* Required action: Each line of the records below that holds "then" should be copied out.

** Opening Record excerpts block **

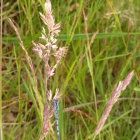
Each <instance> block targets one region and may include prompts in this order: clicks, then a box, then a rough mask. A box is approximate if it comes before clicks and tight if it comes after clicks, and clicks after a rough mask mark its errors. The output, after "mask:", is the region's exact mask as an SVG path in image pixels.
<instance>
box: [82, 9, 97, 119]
mask: <svg viewBox="0 0 140 140" xmlns="http://www.w3.org/2000/svg"><path fill="white" fill-rule="evenodd" d="M83 16H84V26H85V33H86V38H87V47H86V53H87V55H88V58H87V61H88V63H89V70H90V75H91V78H92V88H93V92H94V100H95V110H96V119H97V121H98V110H97V100H96V92H95V84H94V76H93V64H92V62H93V60H92V54H91V46H92V44H93V42H94V39H95V37H96V35H97V34H98V31H96V32H95V33H94V34H93V36H92V38H91V40H90V39H89V35H88V27H87V16H86V14H85V10H84V9H83Z"/></svg>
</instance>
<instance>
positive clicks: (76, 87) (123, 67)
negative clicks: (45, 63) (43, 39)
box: [2, 0, 140, 140]
mask: <svg viewBox="0 0 140 140" xmlns="http://www.w3.org/2000/svg"><path fill="white" fill-rule="evenodd" d="M44 3H45V0H44V1H41V0H35V1H31V0H28V1H26V0H23V1H12V0H9V1H8V2H6V1H5V2H4V3H3V10H4V11H3V13H2V15H3V36H4V37H3V56H2V57H3V66H2V67H3V77H2V80H3V87H2V88H3V89H2V90H3V96H2V98H3V106H2V109H3V137H4V139H6V140H11V139H23V140H24V139H27V140H28V139H39V137H40V133H41V125H42V122H41V120H40V118H41V116H38V114H39V109H38V103H37V100H36V97H35V94H34V89H33V87H34V86H35V83H34V78H33V76H32V72H31V71H30V67H29V65H28V63H27V61H26V58H25V53H24V51H22V49H21V47H20V44H19V43H18V40H17V37H16V34H15V32H14V31H13V29H12V28H11V26H10V24H9V22H8V18H12V19H13V20H14V21H15V22H14V23H15V25H16V27H17V28H18V31H19V34H20V35H21V39H22V40H23V43H24V47H25V48H26V50H27V52H28V54H29V56H30V57H31V58H32V59H33V60H34V61H33V64H34V65H35V67H34V71H35V74H36V76H37V80H38V85H39V91H38V92H39V95H40V96H41V98H40V97H39V98H40V102H42V103H44V99H45V94H44V93H45V90H44V89H45V86H44V85H45V81H44V80H43V78H44V77H45V69H44V66H43V64H42V62H41V61H40V59H38V57H36V56H35V55H34V53H33V51H32V48H33V45H32V40H35V42H37V39H38V37H39V36H40V35H41V32H42V31H41V30H42V21H41V20H40V16H39V12H40V11H41V12H42V13H45V9H44ZM139 6H140V3H139V1H138V0H136V1H128V0H126V1H122V2H120V1H115V0H113V1H110V0H107V1H102V0H99V1H88V2H87V1H84V0H79V1H64V0H59V1H58V0H54V1H52V9H53V14H54V15H55V19H56V22H59V21H61V23H62V24H61V27H62V28H61V31H62V32H61V34H60V36H58V37H57V39H58V40H61V42H60V43H59V44H58V45H59V46H68V48H69V51H68V53H67V56H66V58H65V60H63V61H62V62H61V65H59V67H58V69H57V70H56V75H55V76H54V77H53V78H51V79H50V80H49V82H48V87H49V88H50V89H51V90H52V93H53V94H54V93H55V89H56V87H59V88H60V92H61V93H62V97H61V98H62V100H61V101H60V103H59V123H60V135H61V139H64V140H70V139H74V140H82V139H93V136H94V135H93V134H94V133H93V132H95V130H96V126H97V123H98V122H97V119H96V118H97V113H98V119H99V118H100V117H101V114H102V112H103V110H104V107H105V105H106V103H107V101H108V99H109V97H110V95H111V91H112V90H113V87H114V85H115V83H118V81H120V80H122V79H124V78H125V77H126V75H127V74H128V72H129V71H130V70H132V69H134V70H135V75H136V76H135V78H133V80H132V82H131V83H130V85H129V87H128V88H127V89H126V90H125V91H124V93H123V94H122V96H121V97H120V99H119V100H118V103H116V105H115V106H114V107H113V109H112V111H111V112H110V115H109V117H108V119H107V121H106V123H105V125H104V127H103V131H102V132H101V133H100V135H99V137H98V136H97V137H96V139H107V140H110V139H111V140H116V139H119V140H120V139H132V140H134V139H139V133H140V130H139V121H140V120H139V114H140V110H139V105H140V99H139V92H140V86H139V82H140V76H139V71H140V67H139V57H140V49H139V35H140V31H139V18H140V15H139V13H140V11H139V8H138V7H139ZM83 9H84V10H85V15H86V17H87V21H86V23H87V32H88V35H89V39H91V37H92V35H93V33H94V32H96V31H97V30H99V33H98V34H97V35H96V37H95V40H94V43H93V44H92V45H91V47H90V53H91V57H92V59H90V63H87V60H89V54H88V53H89V52H87V35H86V33H85V25H84V16H83ZM46 29H47V28H46ZM91 74H92V75H91ZM50 83H52V85H50ZM93 84H94V86H93ZM93 87H94V88H93ZM94 90H95V91H94ZM94 93H96V94H95V95H96V101H95V96H94ZM42 97H43V98H42ZM95 105H96V107H97V108H95ZM53 120H54V119H52V120H51V121H53ZM29 132H30V133H29ZM46 139H50V140H52V139H56V137H55V129H54V125H53V126H52V128H51V129H50V131H49V133H48V135H47V137H46Z"/></svg>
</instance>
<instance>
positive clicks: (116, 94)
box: [96, 71, 134, 135]
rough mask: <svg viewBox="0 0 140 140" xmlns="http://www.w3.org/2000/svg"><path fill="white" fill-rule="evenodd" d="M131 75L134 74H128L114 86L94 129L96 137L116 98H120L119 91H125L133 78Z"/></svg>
mask: <svg viewBox="0 0 140 140" xmlns="http://www.w3.org/2000/svg"><path fill="white" fill-rule="evenodd" d="M133 74H134V71H132V72H130V73H129V74H128V75H127V77H126V78H125V79H124V80H123V81H120V82H119V83H118V84H116V85H115V86H114V90H113V92H112V94H111V97H110V99H109V100H108V102H107V104H106V108H105V110H104V112H103V114H102V116H101V118H100V120H99V122H98V125H97V128H96V135H98V134H99V133H100V132H101V130H102V128H103V126H104V124H105V122H106V120H107V118H108V116H109V114H110V111H111V110H112V107H113V105H114V104H115V103H116V102H117V100H118V98H119V97H120V95H121V91H124V90H125V89H126V87H127V86H128V85H129V83H130V81H131V79H132V77H133Z"/></svg>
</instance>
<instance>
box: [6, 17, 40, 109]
mask: <svg viewBox="0 0 140 140" xmlns="http://www.w3.org/2000/svg"><path fill="white" fill-rule="evenodd" d="M9 21H10V24H11V26H12V27H13V29H14V30H15V32H16V35H17V37H18V40H19V43H20V46H21V48H22V50H23V51H24V52H25V55H26V59H27V62H28V64H29V66H30V69H31V72H32V75H33V79H34V82H35V86H34V88H33V89H34V92H35V96H36V100H37V103H38V105H39V108H40V110H41V108H42V107H41V106H42V105H41V102H40V99H39V96H38V90H37V78H36V76H35V71H34V66H33V62H32V60H31V58H30V56H29V54H28V52H27V50H26V49H25V47H24V44H23V41H22V39H21V37H20V35H19V33H18V30H17V28H16V26H15V25H14V23H13V21H12V20H11V19H9Z"/></svg>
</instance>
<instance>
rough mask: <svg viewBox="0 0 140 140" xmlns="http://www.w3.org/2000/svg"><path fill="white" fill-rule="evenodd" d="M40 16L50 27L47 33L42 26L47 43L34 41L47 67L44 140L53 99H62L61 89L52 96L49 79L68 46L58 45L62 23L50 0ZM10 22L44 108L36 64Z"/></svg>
mask: <svg viewBox="0 0 140 140" xmlns="http://www.w3.org/2000/svg"><path fill="white" fill-rule="evenodd" d="M40 18H41V20H42V21H43V23H44V24H45V25H47V27H48V33H46V30H45V28H44V27H42V35H41V37H40V39H42V40H43V41H44V42H45V43H44V44H43V43H35V42H34V41H32V43H33V45H34V48H33V51H34V52H35V53H36V54H37V55H38V57H39V58H40V59H41V60H42V61H43V62H44V64H45V69H46V77H45V78H44V79H45V81H46V83H45V89H46V90H45V95H46V96H45V103H44V111H43V113H41V114H43V115H42V116H43V124H42V133H41V135H40V140H42V139H43V138H44V137H45V136H46V135H47V134H48V132H49V130H50V129H51V127H52V125H51V124H50V118H51V117H52V116H53V113H54V104H53V101H54V100H57V101H59V100H60V97H61V95H60V94H59V89H56V91H55V95H54V97H53V98H52V91H51V90H48V85H47V83H48V80H49V78H50V77H52V76H53V75H54V74H55V70H56V68H57V67H58V65H59V63H60V61H61V59H62V58H63V57H64V56H65V54H66V51H67V49H66V47H58V46H57V44H56V43H57V39H56V37H57V36H58V35H59V32H60V23H58V24H55V20H54V18H53V14H52V9H51V2H50V0H46V2H45V15H44V14H42V13H40ZM10 23H11V25H12V27H13V28H14V30H15V32H16V35H17V37H18V39H19V42H20V46H21V47H22V49H23V51H24V52H25V55H26V59H27V62H28V64H29V66H30V69H31V72H32V74H33V77H34V81H35V84H36V86H35V87H36V88H35V89H34V90H35V94H36V100H37V102H38V104H39V106H40V110H42V108H41V103H40V101H41V100H40V99H39V97H38V94H37V93H38V92H37V78H36V76H35V71H34V66H33V62H32V60H31V58H30V56H29V54H28V52H27V50H26V49H25V47H24V45H23V41H22V39H21V37H20V35H19V33H18V30H17V28H16V26H15V25H14V23H13V22H12V20H11V19H10ZM50 57H51V58H52V57H53V58H54V62H53V65H51V61H52V59H51V60H50Z"/></svg>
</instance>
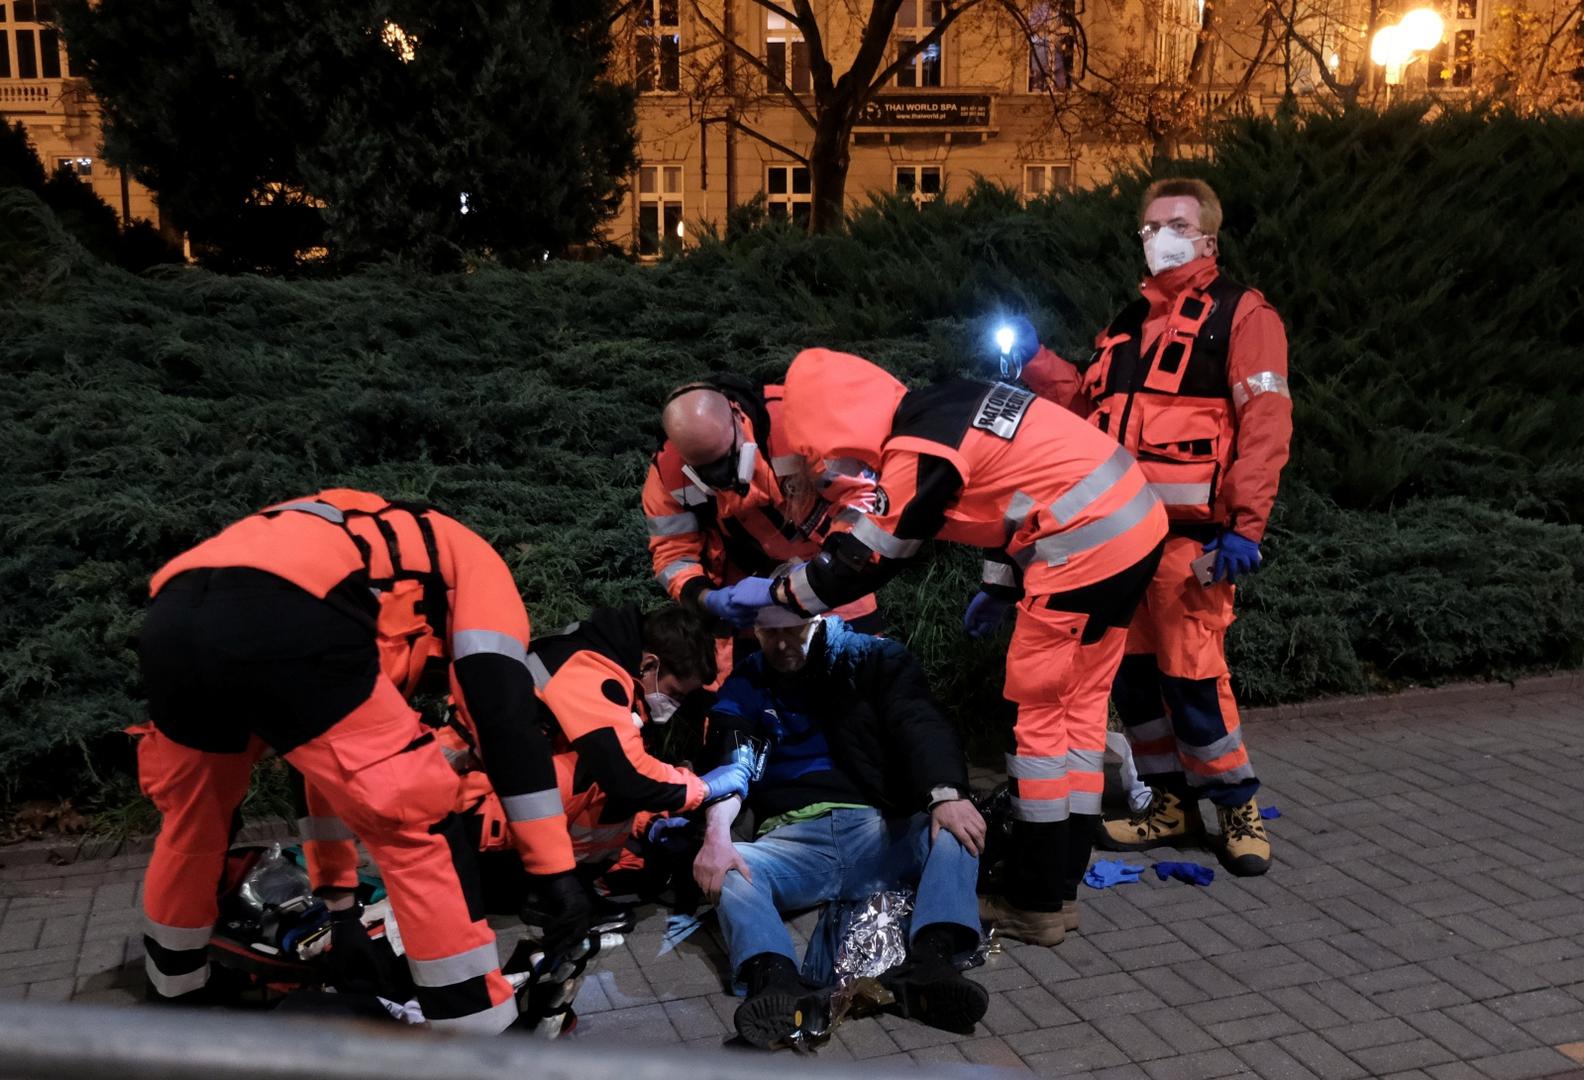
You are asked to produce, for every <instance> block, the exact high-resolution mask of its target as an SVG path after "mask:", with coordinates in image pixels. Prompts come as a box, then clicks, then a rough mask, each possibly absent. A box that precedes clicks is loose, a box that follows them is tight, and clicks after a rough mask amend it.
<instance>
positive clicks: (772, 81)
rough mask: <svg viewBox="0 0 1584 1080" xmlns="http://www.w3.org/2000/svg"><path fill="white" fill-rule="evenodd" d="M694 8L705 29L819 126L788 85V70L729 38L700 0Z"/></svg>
mask: <svg viewBox="0 0 1584 1080" xmlns="http://www.w3.org/2000/svg"><path fill="white" fill-rule="evenodd" d="M756 2H757V0H756ZM692 8H694V14H697V16H699V22H702V24H703V25H705V29H706V30H710V33H713V35H714V40H716V41H719V43H721V44H722V46H724V48H725V49H730V51H732V54H733V55H737V57H738V59H741V60H746V62H748V65H749V67H751V68H754V70H756V71H759V73H762V74H763V76H765V79H767V84H768V86H770V87H773V89H776V90H778V92H781V97H784V98H786V100H787V101H789V103H790V105H792V108H795V109H797V112H798V116H802V117H803V122H805V124H808V125H809V127H817V124H819V120H816V119H814V112H813V111H811V109H809V108H808V106H806V105H803V101H802V100H800V98H798V95H797V93H795V92H794V90H792V87H790V86H787V81H786V71H775V70H773V68H771V67H770V65H768V63H765V62H763V60H760V59H759V55H757V54H754V52H752V51H749V49H744V48H743V46H740V44H738V43H737V41H732V40H730V38H727V35H725V32H724V30H722V29H721V27H718V25H716V24H714V22H711V21H710V16H706V14H705V13H703V10H702V8H700V6H699V0H694V3H692Z"/></svg>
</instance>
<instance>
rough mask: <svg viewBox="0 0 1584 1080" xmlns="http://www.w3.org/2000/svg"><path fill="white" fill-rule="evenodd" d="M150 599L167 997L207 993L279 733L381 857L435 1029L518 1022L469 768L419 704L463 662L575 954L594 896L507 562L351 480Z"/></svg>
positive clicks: (258, 534) (522, 845) (544, 908)
mask: <svg viewBox="0 0 1584 1080" xmlns="http://www.w3.org/2000/svg"><path fill="white" fill-rule="evenodd" d="M150 592H152V595H154V603H152V607H150V610H149V616H147V621H146V622H144V629H143V640H141V654H143V678H144V687H146V690H147V695H149V714H150V721H152V725H150V727H147V728H144V735H143V738H141V740H139V746H138V770H139V779H141V782H143V790H144V792H146V793H147V795H149V798H150V800H154V804H155V806H157V808H158V811H160V814H162V819H163V822H162V828H160V835H158V838H157V841H155V846H154V855H152V858H150V860H149V869H147V876H146V879H144V914H146V915H147V928H146V937H144V947H146V950H147V964H146V971H147V975H149V990H150V996H154V998H157V999H174V1001H201V999H206V998H208V994H206V993H204V990H206V983H208V980H209V966H208V961H206V947H208V944H209V934H211V930H212V925H214V920H215V915H217V906H215V885H217V882H219V879H220V874H222V868H223V861H225V852H227V846H228V841H230V833H231V827H233V817H234V814H236V811H238V806H239V804H241V801H242V797H244V795H246V793H247V784H249V776H250V771H252V765H253V762H255V760H258V757H260V755H261V754H263V752H265V751H266V747H268V749H272V751H274V752H277V754H280V755H282V757H284V759H285V760H287V762H288V763H290V765H291V766H293V768H296V770H298V771H299V773H301V774H303V778H304V781H306V784H307V787H309V795H310V804H312V806H315V808H317V809H318V811H320V814H322V816H317V817H310V819H307V822H306V825H307V830H306V831H307V835H309V836H310V838H315V839H337V838H339V839H352V838H353V836H355V838H358V839H361V841H363V842H364V846H366V847H367V850H369V855H371V857H372V858H374V861H375V863H377V866H379V869H380V874H382V877H383V880H385V885H386V890H388V892H390V899H391V907H393V909H394V914H396V918H398V922H399V925H401V928H402V931H404V941H406V950H407V964H409V969H410V972H412V979H413V983H415V985H417V993H418V1001H420V1004H421V1007H423V1013H425V1017H426V1018H428V1021H429V1023H431V1025H432V1026H437V1028H451V1029H466V1031H478V1032H494V1031H502V1029H504V1028H507V1026H508V1025H510V1023H512V1021H513V1020H515V1017H516V1002H515V1001H513V994H512V988H510V985H508V983H507V980H505V979H504V977H502V975H501V971H499V961H497V952H496V941H494V934H493V933H491V931H489V926H488V925H486V923H485V918H483V912H482V911H480V909H478V903H477V866H475V860H474V852H472V849H470V846H469V844H467V841H466V838H464V836H463V831H461V828H459V819H458V817H456V816H455V814H453V806H455V803H456V795H458V776H456V773H455V771H453V770H451V766H450V765H447V760H445V757H444V754H442V752H440V747H439V744H437V741H436V738H434V733H432V732H429V730H428V728H426V727H425V724H423V721H421V719H420V716H418V713H415V711H413V709H412V706H409V703H407V698H409V697H410V695H412V694H413V692H415V690H417V689H418V686H420V683H421V681H425V679H423V676H425V673H426V671H428V670H437V671H444V673H445V675H448V678H450V689H451V694H453V695H455V698H456V702H458V703H459V705H461V708H464V709H466V711H467V716H469V721H470V725H472V728H474V730H475V732H477V740H478V747H480V752H482V760H483V763H485V768H486V770H488V771H489V776H491V782H493V784H494V789H496V790H497V792H499V793H501V797H502V804H504V808H505V812H507V819H508V825H507V827H508V830H510V831H512V835H513V839H515V846H516V849H518V852H520V857H521V861H523V868H524V869H526V871H527V874H529V876H531V880H532V882H534V893H535V906H537V909H539V911H542V912H548V917H546V918H545V923H546V925H545V942H546V950H548V952H553V953H562V952H567V950H572V949H575V947H577V945H578V944H580V942H581V941H583V937H584V934H586V931H588V898H586V893H584V890H583V888H581V887H580V885H578V882H577V877H575V876H573V873H572V869H573V858H572V841H570V838H569V836H567V828H565V817H564V814H562V808H561V795H559V792H558V790H556V779H554V770H553V766H551V757H550V744H548V743H546V740H545V736H543V735H542V733H540V730H539V725H537V722H535V698H534V683H532V678H531V676H529V668H527V643H529V622H527V613H526V611H524V608H523V600H521V599H520V595H518V592H516V586H515V583H513V581H512V573H510V570H507V565H505V562H504V561H502V559H501V556H499V554H496V551H494V550H493V548H491V546H489V545H488V543H486V542H485V540H483V538H480V537H478V535H477V534H474V532H470V530H469V529H466V527H464V526H461V524H459V523H456V521H455V519H451V518H448V516H445V515H442V513H437V511H436V510H432V508H428V507H421V505H410V504H396V502H390V500H386V499H383V497H380V496H374V494H367V492H361V491H347V489H334V491H325V492H320V494H317V496H310V497H306V499H298V500H293V502H284V504H277V505H274V507H269V508H266V510H261V511H260V513H255V515H252V516H249V518H244V519H242V521H239V523H236V524H233V526H230V527H228V529H225V530H223V532H220V534H219V535H215V537H212V538H209V540H206V542H203V543H200V545H198V546H196V548H193V550H190V551H187V553H185V554H181V556H177V557H176V559H173V561H171V562H168V564H166V565H165V567H163V569H162V570H160V572H158V573H155V575H154V580H152V583H150ZM314 863H315V860H312V854H310V871H312V876H314V884H315V887H317V888H322V890H326V892H329V893H333V895H334V893H336V890H337V888H350V887H352V885H353V884H355V863H353V865H350V866H348V865H345V863H341V865H325V863H323V861H320V863H318V865H314ZM339 899H341V901H342V903H341V906H345V903H350V896H344V898H339Z"/></svg>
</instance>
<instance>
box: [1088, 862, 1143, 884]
mask: <svg viewBox="0 0 1584 1080" xmlns="http://www.w3.org/2000/svg"><path fill="white" fill-rule="evenodd" d="M1142 876H1144V868H1142V866H1129V865H1128V863H1125V861H1121V860H1117V858H1099V860H1095V865H1093V866H1090V868H1088V873H1087V874H1083V884H1085V885H1088V887H1090V888H1110V887H1112V885H1129V884H1133V882H1136V880H1139V879H1140V877H1142Z"/></svg>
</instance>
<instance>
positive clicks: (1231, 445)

** Closing Record excerpts block **

* Answer:
Each <instance> block targets one region and may include prompts in this order: clicks, then a box, then a rough mask. A box is approximate if it comes before clicks and tight if it comes after clicks, and clicks after a rough mask mark its errors. The output, after "mask:", is the region's exact mask as an SVG path in image pixels.
You are asked to produce, for every <instance> block, the exact high-resolution mask of its target as an SVG path after "mask:", with coordinates in image pixels. Prompts come as a box, then clicks, then a rough mask, each possibly absent. A box that precedes clicks is loose, a box that follows them is tight, and clicks after a rough mask amend it.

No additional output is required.